Velaí! Voici!

Sobre el gusto

¿»¡El gusto es mío!», como se suele decir? ¿Se trata, en el caso del gusto, de un sentido totalmente innato o, en materia estética y artística, de un constructo cultural y educacional?

Hace un tiempo acudí a ver el musical «Los miserables» en el Auditorio Mar de Vigo, uno de esos palacios lujosos y enormes que acogen grandes eventos de los que mueven a las masas, por ejemplo conciertos de cantantes famosos de música pop. El aforo de 1500 butacas es difícil de llenar y de rentabilizar los gastos de mantenimiento de semejante coliseo si no se programan eventos del gusto mayoritario y multitudinario.

El jueves, un día de semana, laboral, viendo «Los miserables» en ese palacio hermoso y megalómano, el Auditorio estaba lleno de gente hasta la bandera. Las entradas costaban de cuarenta euros, las menos, a sesenta y cinco euros, las más, y aquello llenó durante las funciones que realizaron a lo largo de cinco días, agotando las localidades desde el segundo día de representaciones. Un total de 10.000 espectadoras/es en cinco días, en una ciudad como Vigo que ronda los 300.000 habitantes. ¡No está nada mal!

A mí, que voy a ver prácticamente todos los espectáculos que se hacen en la zona de Vigo y alrededores, me llamó poderosamente la atención observar que no me sonaban las caras de las espectadoras y espectadores que atestaban el Auditorio Mar de Vigo. No se trataba, según mi opinión, del público asiduo al teatro. Muchas personas, antes de empezar la función de «Los miserables», durante el entreacto y al final de la función, sacaban sus Smartphones y hacían fotos, como turistas, del escenario, en el que se podía ver parte de la escenografía, y al final, de los artistas durante el saludo.

¿Qué había movilizado a toda aquella muchedumbre, en esta ocasión, al teatro? ¿Se trataba de que este musical de la productora Stage Entertainment era un espectáculo que GUSTA mucho?

*Ejercicio propuesto 1:* Según el texto sobre el gusto, ¿cuántas butacas tiene el aforo del Auditorio Mar de Vigo?
*Ejercicio propuesto 2:* Reproduce el fragmento del texto sobre el gusto que empieza en «A mí, que voy» y termina en «que GUSTA mucho?», y sustituye en él «muchedumbre» por «multitud».
Los registros no intervienen en esto.

*Registros extraídos:*
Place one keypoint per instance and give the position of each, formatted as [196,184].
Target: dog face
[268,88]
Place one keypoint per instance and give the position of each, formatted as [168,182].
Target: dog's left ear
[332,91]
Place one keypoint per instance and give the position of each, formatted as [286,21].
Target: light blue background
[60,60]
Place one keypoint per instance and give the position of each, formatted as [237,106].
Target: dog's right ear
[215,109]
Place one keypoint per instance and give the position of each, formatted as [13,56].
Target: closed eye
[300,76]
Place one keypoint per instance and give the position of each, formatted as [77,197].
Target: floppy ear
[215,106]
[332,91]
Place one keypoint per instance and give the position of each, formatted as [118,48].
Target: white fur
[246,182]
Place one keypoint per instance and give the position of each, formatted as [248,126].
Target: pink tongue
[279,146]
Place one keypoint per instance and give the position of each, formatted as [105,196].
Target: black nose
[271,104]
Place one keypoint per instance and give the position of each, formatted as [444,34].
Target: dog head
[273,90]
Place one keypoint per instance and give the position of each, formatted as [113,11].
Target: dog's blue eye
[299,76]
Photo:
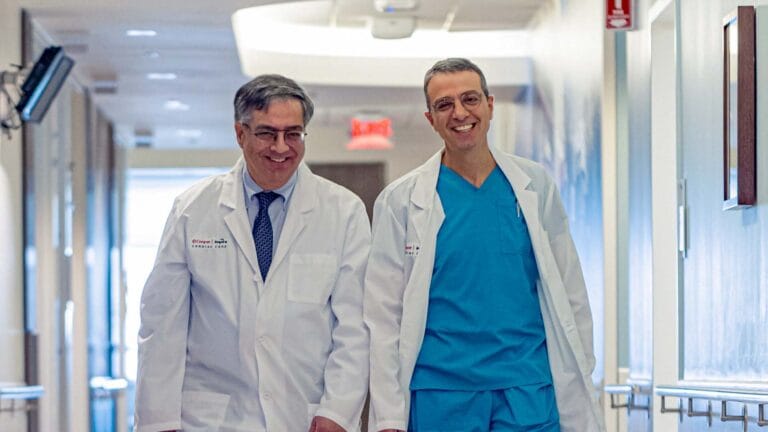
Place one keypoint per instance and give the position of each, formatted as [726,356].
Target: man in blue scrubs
[475,300]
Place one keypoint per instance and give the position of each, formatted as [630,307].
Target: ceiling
[195,41]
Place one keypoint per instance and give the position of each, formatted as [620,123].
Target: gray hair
[259,92]
[453,65]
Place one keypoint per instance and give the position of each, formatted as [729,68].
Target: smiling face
[459,111]
[271,164]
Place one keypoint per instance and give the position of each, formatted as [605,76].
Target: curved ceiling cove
[335,38]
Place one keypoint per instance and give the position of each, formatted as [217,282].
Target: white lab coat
[407,217]
[216,342]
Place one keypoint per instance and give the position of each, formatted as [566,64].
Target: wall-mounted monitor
[43,83]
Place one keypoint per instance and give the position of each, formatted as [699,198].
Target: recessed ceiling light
[140,33]
[161,76]
[175,105]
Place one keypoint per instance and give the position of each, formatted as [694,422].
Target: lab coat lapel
[526,195]
[236,217]
[303,202]
[424,200]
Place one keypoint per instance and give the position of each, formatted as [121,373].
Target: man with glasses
[474,296]
[251,319]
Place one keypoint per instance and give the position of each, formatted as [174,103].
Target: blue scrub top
[484,327]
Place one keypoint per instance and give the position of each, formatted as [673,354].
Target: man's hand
[322,424]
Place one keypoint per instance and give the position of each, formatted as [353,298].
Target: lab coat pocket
[311,278]
[514,235]
[202,410]
[311,410]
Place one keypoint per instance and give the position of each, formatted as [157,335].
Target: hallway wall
[559,126]
[11,293]
[725,285]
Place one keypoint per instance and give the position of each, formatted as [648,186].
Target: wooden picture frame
[739,104]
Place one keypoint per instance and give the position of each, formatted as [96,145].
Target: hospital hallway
[648,115]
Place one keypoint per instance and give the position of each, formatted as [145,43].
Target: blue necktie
[262,232]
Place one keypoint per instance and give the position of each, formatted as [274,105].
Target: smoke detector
[395,5]
[393,27]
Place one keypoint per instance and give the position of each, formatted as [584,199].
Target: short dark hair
[259,92]
[453,65]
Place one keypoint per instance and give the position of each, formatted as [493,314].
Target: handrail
[21,392]
[29,395]
[107,387]
[632,389]
[722,395]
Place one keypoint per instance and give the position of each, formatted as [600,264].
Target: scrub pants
[529,408]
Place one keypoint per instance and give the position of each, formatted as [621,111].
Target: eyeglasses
[269,136]
[469,99]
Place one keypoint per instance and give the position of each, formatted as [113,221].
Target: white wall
[324,144]
[11,292]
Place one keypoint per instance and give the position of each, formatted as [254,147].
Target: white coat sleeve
[383,309]
[346,372]
[566,256]
[163,332]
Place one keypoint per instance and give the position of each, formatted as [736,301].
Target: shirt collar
[285,191]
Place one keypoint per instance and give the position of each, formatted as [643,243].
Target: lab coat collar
[305,199]
[425,189]
[232,199]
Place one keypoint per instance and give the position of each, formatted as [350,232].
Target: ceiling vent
[143,138]
[395,5]
[392,27]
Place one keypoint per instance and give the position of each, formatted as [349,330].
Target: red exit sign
[620,14]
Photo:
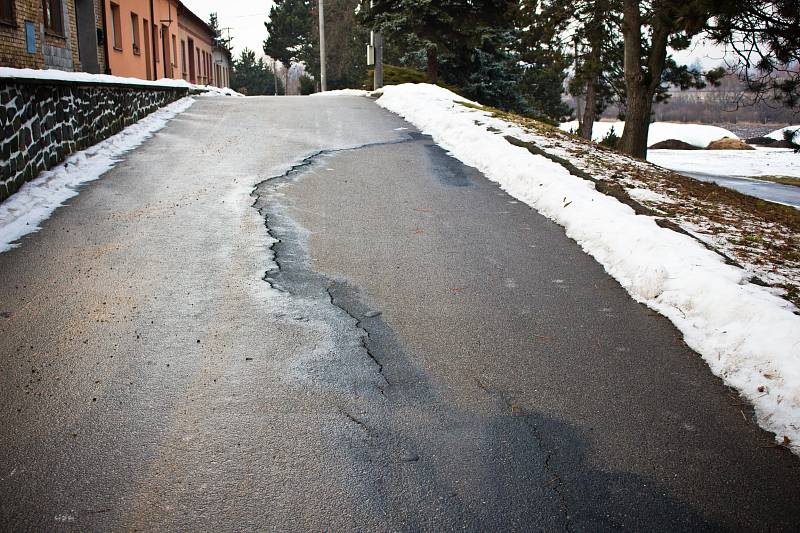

*Respuesta correcta 1:* 1500 butacas.

*Respuesta correcta 2:*
A mí, que voy a ver prácticamente todos los espectáculos que se hacen en la zona de Vigo y alrededores, me llamó poderosamente la atención observar que no me sonaban las caras de las espectadoras y espectadores que atestaban el Auditorio Mar de Vigo. No se trataba, según mi opinión, del público asiduo al teatro. Muchas personas, antes de empezar la función de «Los miserables», durante el entreacto y al final de la función, sacaban sus Smartphones y hacían fotos, como turistas, del escenario, en el que se podía ver parte de la escenografía, y al final, de los artistas durante el saludo.

¿Qué había movilizado a toda aquella multitud, en esta ocasión, al teatro? ¿Se trataba de que este musical de la productora Stage Entertainment era un espectáculo que GUSTA mucho?